¿Puedes continuar el pasaje sobre la novela Los políglotas a partir de su última oración?

+++ PASAJE

Los políglotas es una novela del desarraigo. Como tal, fundadora de una modernidad representada en poesía por T. S. Eliot; en la novela por Evelyn Waugh, Graham Greene o Kingsley Amis; en el ensayo de creación por Cyril Connolly. Todos estos pesos pesados reconocieron la influencia del escritor anglo-ruso William Gerhardie, cuya primera novela —Futility, que sigue de cerca pero con sensibilidad moderna y británica a Las tres hermanas, de Chéjov— se publicó el mismo año en que aparecían el Ulises de Joyce y La tierra baldía de Eliot y que gozó de un inmediato succès d’estime.

Es 1925. La Gran Guerra que iba a acabar con todas las guerras y la Revolución rusa han dejado en Europa un profundo sentimiento de la futilidad de la vida humana. Y esa futilidad se expresa a partir de la comedia y la ironía. Es el comienzo de una era satírica que aún no termina. La futilidad domina la poesía de Eliot, las novelas de Aldous Huxley y gran parte de la obra de D. H. Lawrence, de Ernest Hemingway e incluso de James Joyce.

No es en el estilo donde hay que encontrar los parentescos, sino en la tematización: escenas iluminadas por la luz oblicua de la risa. En Gerhardie, muy influido por Anton Chéjov —sobre quien escribió el primer ensayo aparecido en inglés— esa risa agrega la dimensión compasiva del humor ante el absurdo de la condición humana.

El viaje permanente y la estetización del desarraigo

Desde el buque que flotaba en medio de la corriente, contemplé Japón, mi tierra natal. Pero he de decirles ya mismo que no soy japonés.

++++++
+++ SEGMENTO DE DATOS

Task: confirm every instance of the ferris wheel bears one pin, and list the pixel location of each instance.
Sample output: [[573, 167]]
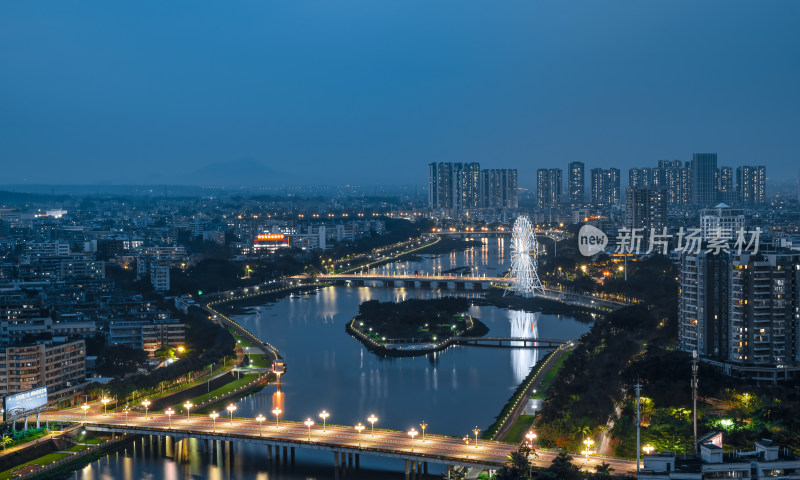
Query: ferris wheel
[[523, 278]]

++++++

- RESULTADO DEL EJERCICIO
Así abre Los políglotas en palabras de su narrador egocéntrico: el joven coronel Georges Hamlet Alexander Diabologh, cuyo nombre improbable, en el que hay huellas de la tradición belga, inglesa, rusa, escocesa, sueca y tantas más como para perder la cuenta, nos pone inmediatamente en antecedentes de lo que ocurrirá en esta historia.

Este es el cuento de la vida de una familia belga establecida en el Lejano Oriente, desplazada por la guerra y empobrecida por la Revolución rusa. Una familia excéntrica en más de un sentido. Y de la visita de su primo, el coronel Diabologh, en misión diplomático-militar durante la malhadada intervención británica en Rusia. Visita durante la cual se enamora de Sylvia, su prima adolescente.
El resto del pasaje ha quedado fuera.